Por
Vicente Zito Lema
I.
Legitimidad y urgencia del arte.
El espíritu de la época se obstina con su realidad:
para que los actos del mal ocurran también se precisa de una estética, sea que
los cuerpos del martirio social se arrojen a las aguas, se profanen en un
basurero o se humillen por Thánatos en el medio de la calle.
De allí que se agudice la dictadura del pensamiento
que impone a palos la finitud opacada
de la historia y el abandono de los grandes relatos, que anticipan y
resguardan las epopeyas de la criatura humana. La contracara triunfante es un
obsceno estilo de vida, que deviene, entre otras cosas, en la hipocresía
reluciente del artista adaptado (o castrado), que se pavonea en los bordes de
la angustia ante la crueldad del mundo, pero no deja de reproducirlo, con una
complicidad que linda la perversión, mientras se lame su dorado ombligo con
aires de Don Juan, y engendra la inexorable confusión de la belleza con la
muerte, sea literal o metafórica, siempre de «buenos modales», aún cuando lave
su lengua en un campo clandestino o en un burdel.
Urgidos por el
pudor del náufrago que sobrevive al naufragio, conscientes del
privilegio de integrar el discurso de resistencia social y a la par romántico
del arte (o sea: sobre el escenario de las Masacres del Poder –expuestas o
veladas, jamás asumidas– pulsar la cuerda amorosa que sublima las tristezas y
las pérdidas del alma, y despreciar la conversión de la belleza en mercancía de
éxito, jugando la partida de ser en la existencia a todo o nada), alegamos con
más precariedad que certeza por la necesidad de la verdad –histórica y social–
en el proceso de construcción de la belleza, como esencia e inmanencia de la
vida, en una época donde la ferocidad del poder aviva la muchedumbre cotidiana
de desgracias.

**Consigna**
Prosiga el ensayo sobre la legitimidad y la urgencia del arte a partir de su última oración.

(Entradas para identificar ubicaciones)
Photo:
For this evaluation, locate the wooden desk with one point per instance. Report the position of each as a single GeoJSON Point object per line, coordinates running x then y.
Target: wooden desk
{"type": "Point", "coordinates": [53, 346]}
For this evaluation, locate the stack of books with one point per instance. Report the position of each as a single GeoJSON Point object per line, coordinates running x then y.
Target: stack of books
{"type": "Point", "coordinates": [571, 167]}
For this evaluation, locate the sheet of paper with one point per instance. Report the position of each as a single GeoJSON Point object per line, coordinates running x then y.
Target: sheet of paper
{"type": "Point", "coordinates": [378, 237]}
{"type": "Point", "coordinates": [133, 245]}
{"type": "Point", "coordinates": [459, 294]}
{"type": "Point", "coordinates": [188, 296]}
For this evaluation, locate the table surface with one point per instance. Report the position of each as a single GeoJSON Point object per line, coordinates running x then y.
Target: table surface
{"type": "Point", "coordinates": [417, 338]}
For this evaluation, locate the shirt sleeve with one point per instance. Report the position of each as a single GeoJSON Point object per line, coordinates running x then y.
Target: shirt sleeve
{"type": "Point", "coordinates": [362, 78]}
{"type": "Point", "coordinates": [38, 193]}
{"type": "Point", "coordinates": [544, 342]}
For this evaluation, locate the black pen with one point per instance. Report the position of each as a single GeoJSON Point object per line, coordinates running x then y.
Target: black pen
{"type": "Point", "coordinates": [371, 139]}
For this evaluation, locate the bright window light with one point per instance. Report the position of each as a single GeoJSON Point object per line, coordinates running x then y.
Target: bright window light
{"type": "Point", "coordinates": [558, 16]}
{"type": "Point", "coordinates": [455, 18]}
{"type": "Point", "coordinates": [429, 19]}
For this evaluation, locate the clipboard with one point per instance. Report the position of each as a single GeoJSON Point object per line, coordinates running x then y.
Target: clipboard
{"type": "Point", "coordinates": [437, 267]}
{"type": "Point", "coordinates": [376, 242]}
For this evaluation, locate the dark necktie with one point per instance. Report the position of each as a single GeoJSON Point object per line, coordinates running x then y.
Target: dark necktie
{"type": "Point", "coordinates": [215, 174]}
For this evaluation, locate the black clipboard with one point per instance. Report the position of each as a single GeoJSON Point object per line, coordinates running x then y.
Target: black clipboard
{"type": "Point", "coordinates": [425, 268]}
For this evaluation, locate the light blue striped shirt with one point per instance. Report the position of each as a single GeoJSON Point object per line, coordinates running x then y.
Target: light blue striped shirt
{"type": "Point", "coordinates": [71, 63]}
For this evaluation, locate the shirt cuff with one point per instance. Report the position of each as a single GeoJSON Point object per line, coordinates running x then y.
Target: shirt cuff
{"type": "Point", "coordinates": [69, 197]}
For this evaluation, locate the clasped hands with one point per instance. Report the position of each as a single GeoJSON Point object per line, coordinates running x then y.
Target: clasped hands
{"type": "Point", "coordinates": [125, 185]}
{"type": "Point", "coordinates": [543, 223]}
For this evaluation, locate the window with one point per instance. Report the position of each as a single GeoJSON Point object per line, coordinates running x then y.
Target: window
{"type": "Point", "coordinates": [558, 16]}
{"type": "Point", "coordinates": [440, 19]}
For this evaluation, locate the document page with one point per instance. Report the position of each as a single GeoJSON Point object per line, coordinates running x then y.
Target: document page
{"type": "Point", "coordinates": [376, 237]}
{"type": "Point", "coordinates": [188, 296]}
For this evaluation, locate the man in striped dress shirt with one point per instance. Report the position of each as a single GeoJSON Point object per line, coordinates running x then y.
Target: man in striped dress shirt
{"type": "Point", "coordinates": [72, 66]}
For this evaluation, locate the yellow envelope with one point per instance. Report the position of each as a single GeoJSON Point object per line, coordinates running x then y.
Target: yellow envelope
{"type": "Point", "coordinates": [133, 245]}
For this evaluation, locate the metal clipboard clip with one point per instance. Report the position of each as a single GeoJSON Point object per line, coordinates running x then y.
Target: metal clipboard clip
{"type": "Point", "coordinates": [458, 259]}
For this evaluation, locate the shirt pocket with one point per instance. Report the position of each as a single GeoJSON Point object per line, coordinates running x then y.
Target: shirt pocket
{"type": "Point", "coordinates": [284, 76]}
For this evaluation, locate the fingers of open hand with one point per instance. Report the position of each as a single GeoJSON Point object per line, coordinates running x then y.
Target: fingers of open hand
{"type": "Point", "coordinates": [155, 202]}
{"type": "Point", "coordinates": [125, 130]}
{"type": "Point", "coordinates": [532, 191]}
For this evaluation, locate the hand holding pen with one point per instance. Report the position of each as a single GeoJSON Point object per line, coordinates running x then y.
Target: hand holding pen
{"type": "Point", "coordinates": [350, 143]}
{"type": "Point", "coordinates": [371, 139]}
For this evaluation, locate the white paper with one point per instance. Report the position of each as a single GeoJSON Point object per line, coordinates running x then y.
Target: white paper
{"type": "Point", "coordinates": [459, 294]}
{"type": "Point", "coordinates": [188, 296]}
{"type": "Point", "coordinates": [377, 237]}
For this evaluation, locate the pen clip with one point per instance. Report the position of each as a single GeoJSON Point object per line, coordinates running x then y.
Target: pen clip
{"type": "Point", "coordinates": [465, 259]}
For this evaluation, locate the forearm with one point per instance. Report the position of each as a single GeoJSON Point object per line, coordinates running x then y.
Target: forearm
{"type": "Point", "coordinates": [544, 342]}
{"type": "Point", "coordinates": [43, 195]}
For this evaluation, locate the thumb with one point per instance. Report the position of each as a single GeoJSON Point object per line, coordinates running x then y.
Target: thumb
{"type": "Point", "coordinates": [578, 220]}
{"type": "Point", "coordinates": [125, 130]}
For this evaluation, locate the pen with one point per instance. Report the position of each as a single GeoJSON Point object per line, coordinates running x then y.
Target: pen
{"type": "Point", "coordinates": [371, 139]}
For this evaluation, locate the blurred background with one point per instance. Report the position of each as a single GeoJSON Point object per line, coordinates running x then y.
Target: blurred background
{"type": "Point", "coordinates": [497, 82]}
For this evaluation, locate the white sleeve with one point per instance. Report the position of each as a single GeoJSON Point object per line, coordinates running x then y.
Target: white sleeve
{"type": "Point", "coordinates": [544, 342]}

**Resultado**
Se trata de la decisión, profundísima, de instalar una
génesis contestataria de la belleza (véase una sombra dionisíaca a contrapié
del orden apolíneo), en su convulsión dialéctica. Una belleza de la sospecha
para la verdad, el peligro como estética y la desesperación nutriendo la ética
final, que se alza sobre la experiencia dolida o feliz del otro, experiencia
que sentimos como propia y así la revivimos, siempre apasionados.
Una belleza marcada con hierro en las montañas de la
libido, que condena la mansedumbre del buey, orina sobre el lecho donde la paz
duerme en los brazos del esclavo e interroga sobre el sufrimiento del
sufriente. Una belleza que ata y desata, que mueve y conmueve, que se vale de
los balbuceos y los silencios, la ira y los rezos hasta consumar el grito que
demuela. (La serenidad y la contemplación se dejan para los muertos en el fin
de la contienda.)
De una voluntad por develar los pliegues de la realidad, que fue lírica,
y que hoy sin renegar de los celestes del cielo se asume apostrófica (como el
piso del chiquero perlado de sangre y excrementos, que espanta a los ángeles de
la pesadilla, y que el poder nos desafía a transitar), nacen los cantos de
pasión por la belleza, siempre agitada, estremecida, en su vastedad de
géneros y en su multiplicidad dramática; son su aurora.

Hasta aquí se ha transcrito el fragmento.